- [Stated exercise]: Copy the data below word for word, omitting the pictures.

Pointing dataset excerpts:
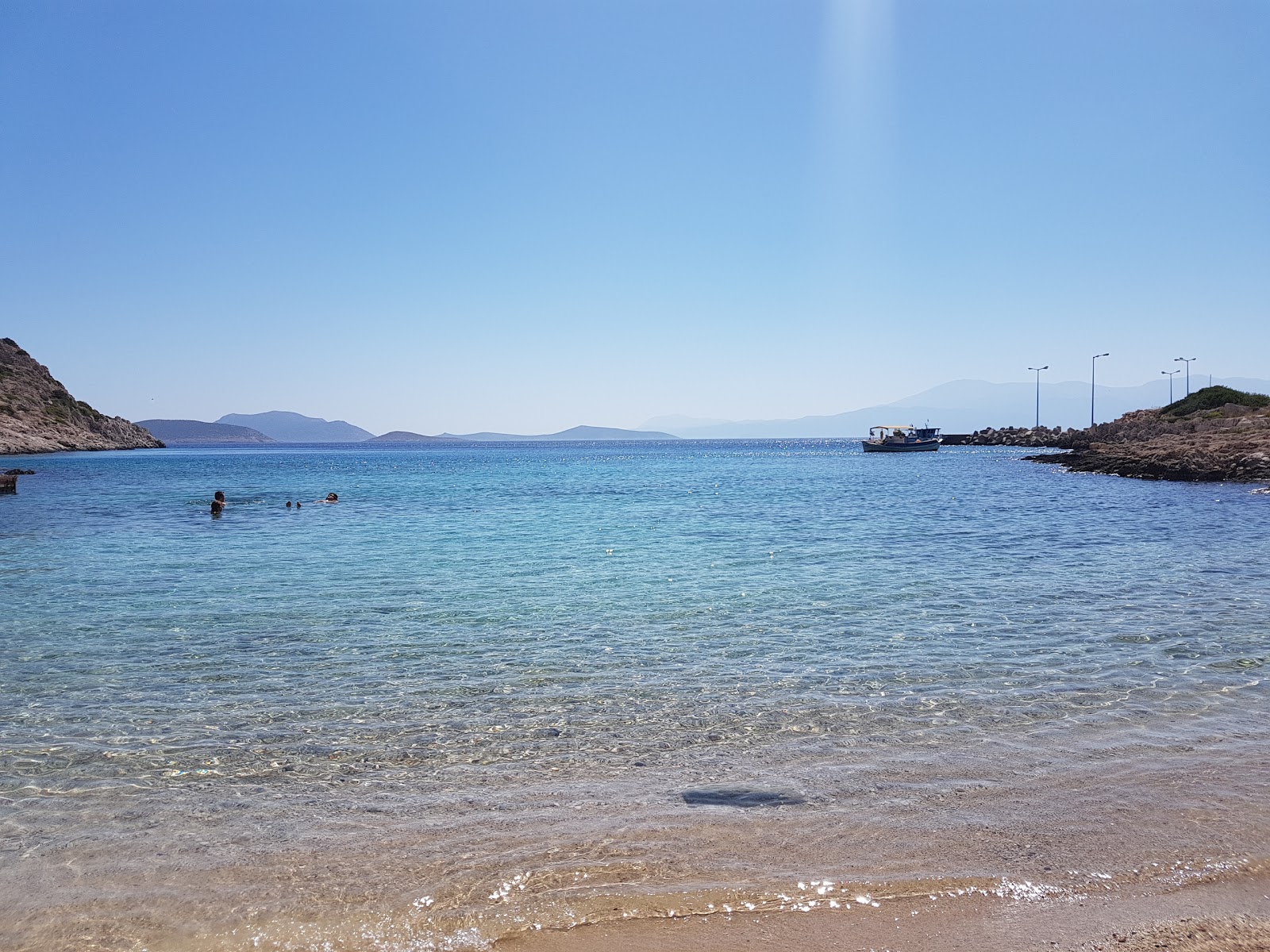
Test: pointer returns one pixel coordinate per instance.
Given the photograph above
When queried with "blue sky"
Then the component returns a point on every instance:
(525, 215)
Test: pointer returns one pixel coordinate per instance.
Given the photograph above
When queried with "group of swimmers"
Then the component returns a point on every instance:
(219, 501)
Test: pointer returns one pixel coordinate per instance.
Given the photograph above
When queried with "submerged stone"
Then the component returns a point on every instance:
(740, 797)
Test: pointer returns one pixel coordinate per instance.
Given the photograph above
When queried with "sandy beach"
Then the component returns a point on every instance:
(1231, 916)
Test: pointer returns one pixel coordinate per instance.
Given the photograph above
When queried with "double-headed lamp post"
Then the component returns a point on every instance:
(1092, 370)
(1170, 374)
(1187, 359)
(1038, 390)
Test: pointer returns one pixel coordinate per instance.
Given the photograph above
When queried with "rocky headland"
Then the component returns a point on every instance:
(196, 433)
(38, 414)
(1214, 435)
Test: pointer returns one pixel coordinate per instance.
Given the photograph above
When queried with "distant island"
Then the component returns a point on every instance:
(40, 416)
(283, 427)
(577, 433)
(177, 433)
(296, 428)
(406, 437)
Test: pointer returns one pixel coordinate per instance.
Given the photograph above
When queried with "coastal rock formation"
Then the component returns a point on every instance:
(38, 416)
(1229, 442)
(1016, 437)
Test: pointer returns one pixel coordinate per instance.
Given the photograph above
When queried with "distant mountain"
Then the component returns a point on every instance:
(182, 433)
(968, 405)
(38, 414)
(577, 433)
(295, 428)
(406, 437)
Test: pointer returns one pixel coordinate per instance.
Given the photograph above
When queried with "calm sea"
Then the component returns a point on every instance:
(507, 687)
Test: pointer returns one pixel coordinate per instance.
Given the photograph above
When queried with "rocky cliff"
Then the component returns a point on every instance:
(1214, 435)
(38, 416)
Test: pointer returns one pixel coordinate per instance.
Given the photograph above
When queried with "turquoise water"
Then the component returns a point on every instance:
(610, 613)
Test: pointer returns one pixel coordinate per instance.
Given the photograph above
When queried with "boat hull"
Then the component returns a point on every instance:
(924, 446)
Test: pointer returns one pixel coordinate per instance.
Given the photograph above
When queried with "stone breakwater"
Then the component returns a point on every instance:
(38, 414)
(1227, 443)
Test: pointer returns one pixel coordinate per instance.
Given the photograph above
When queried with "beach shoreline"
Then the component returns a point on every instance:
(1226, 916)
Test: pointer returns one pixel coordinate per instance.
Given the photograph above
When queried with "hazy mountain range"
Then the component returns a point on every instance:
(960, 406)
(296, 428)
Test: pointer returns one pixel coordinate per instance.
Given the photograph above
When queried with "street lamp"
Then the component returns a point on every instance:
(1170, 374)
(1187, 359)
(1092, 367)
(1038, 390)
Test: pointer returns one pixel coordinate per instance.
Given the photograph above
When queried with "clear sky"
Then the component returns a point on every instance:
(525, 215)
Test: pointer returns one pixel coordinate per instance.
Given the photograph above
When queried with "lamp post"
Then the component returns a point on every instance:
(1038, 391)
(1094, 365)
(1187, 359)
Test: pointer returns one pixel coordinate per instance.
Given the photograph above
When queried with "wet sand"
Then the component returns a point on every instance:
(1229, 916)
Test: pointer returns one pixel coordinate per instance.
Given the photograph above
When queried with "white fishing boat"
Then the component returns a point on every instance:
(902, 440)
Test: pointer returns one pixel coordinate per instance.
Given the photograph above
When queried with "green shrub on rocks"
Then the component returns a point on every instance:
(1214, 399)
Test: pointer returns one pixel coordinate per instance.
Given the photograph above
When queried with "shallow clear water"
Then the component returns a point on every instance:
(467, 619)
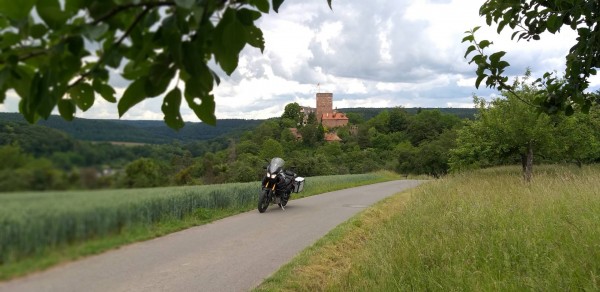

- [Expected answer]:
Test: pointer returns one pixel coordinate per instance.
Given the photograph above
When queried with "blue sky"
Then the component returns a point on every instance:
(525, 215)
Test: pointer returns one pixel coordinate per instance.
Given the photograph above
When queried with "group of swimmers"
Then the component returns a point on every instance:
(219, 501)
Test: pointer returns one pixel coordinate per instance.
Given the photograph above
When queried with "submerged stone"
Then the component returns a point on every instance:
(740, 797)
Test: pointer returns one pixel coordinate per instance.
Given the photograph above
When queried with "sandy beach"
Then the component returns a point on every instance:
(1231, 916)
Test: pointer returns one pixel coordinate per instance.
Given the photograph above
When queried with "double-headed lamp post"
Then the component returns a point on every instance:
(1092, 370)
(1170, 374)
(1187, 359)
(1038, 390)
Test: pointer returns one pixel coordinate per instance.
Given the photograph above
When queried with "rocky headland"
Then the component returns a point on every instance:
(196, 433)
(38, 414)
(1214, 435)
Test: pointer returns one pixel coordinate per instance.
Given the photograph above
When queried with "distant island"
Then the component returns a point on every instance:
(40, 416)
(283, 427)
(577, 433)
(177, 433)
(296, 428)
(406, 437)
Test: pointer returns one pixel coordinate per instance.
Given the photograph above
When queried with "coastal rock formation"
Then the component returns a point on every instance:
(38, 416)
(1229, 442)
(1016, 437)
Test: pointer returns one pixel coordinate per instance.
Given the photograph above
When queried with "distant mountain"
Then the component returns a point on every instance:
(182, 433)
(968, 405)
(38, 414)
(577, 433)
(295, 428)
(406, 437)
Test: pointer returns one pixel coordinate per instance.
Given the photograph above
When queried with "calm sea"
Then the component returns a point on every instance:
(507, 687)
Test: pointer returns one pixel coordinate per instance.
Given the photograph above
When queried with "rocky cliff"
Then the component returns a point on every instance:
(1214, 435)
(38, 416)
Test: pointer returns one pixel coordinate per instance.
Given the photograph above
When queried with "turquoise water"
Then the component returns a point on every instance:
(610, 613)
Test: pointer returns one pixel coordinate per instance.
Given the photograph above
When queried with "boat hull"
Then the component returns a point on every instance:
(924, 446)
Test: pointer returns one pixel coordinate per instance.
Given the photograph above
When queried with "stone breakwater"
Then the component returns a point on every instance:
(38, 414)
(1227, 443)
Test: pointer returns one pixel coordinate per instance.
Given the photograph above
When queried with "beach shoreline"
Then the component returns a point on every instance:
(1226, 916)
Test: pointer returns one pixel coordinate per instance.
Given the photograph above
When queried with "hazy mountain range"
Then the component returns a point on every instance:
(960, 406)
(296, 428)
Test: pointer returns one pixel coordinate per instance.
Given the photograph above
When queried with "street lamp"
Then the component returns a point on every instance:
(1170, 374)
(1187, 359)
(1092, 367)
(1038, 390)
Test: pointer returns one pixel coordinate per instance.
Given the photograph above
When queried with "clear sky"
Then the component returns a point on every instance:
(525, 215)
Test: pointer returns one pixel coordinate per instance.
Given the photograph above
When queried with "lamp post"
Then the component returns a point on every instance:
(1038, 391)
(1094, 365)
(1187, 359)
Test: pointer returns one pixel coordinate per instance.
Given the photograph above
When queried with "wet sand"
Then the component returns a point on every instance:
(1229, 916)
Test: pointer returns one pixel coordinate per instance.
Given the photograph above
When queried with "white fishing boat"
Then the component returns a point on every instance:
(902, 440)
Test: pointer returns one pixel coordinate per instance.
Given the photograph above
When queried with "green shrub on rocks"
Then the component returns a point on every instance:
(1214, 399)
Test: pointer returns one pixel coordinate per instance.
Given the photograph above
When queried with "shallow clear water"
Then the component returns a point on every instance:
(467, 619)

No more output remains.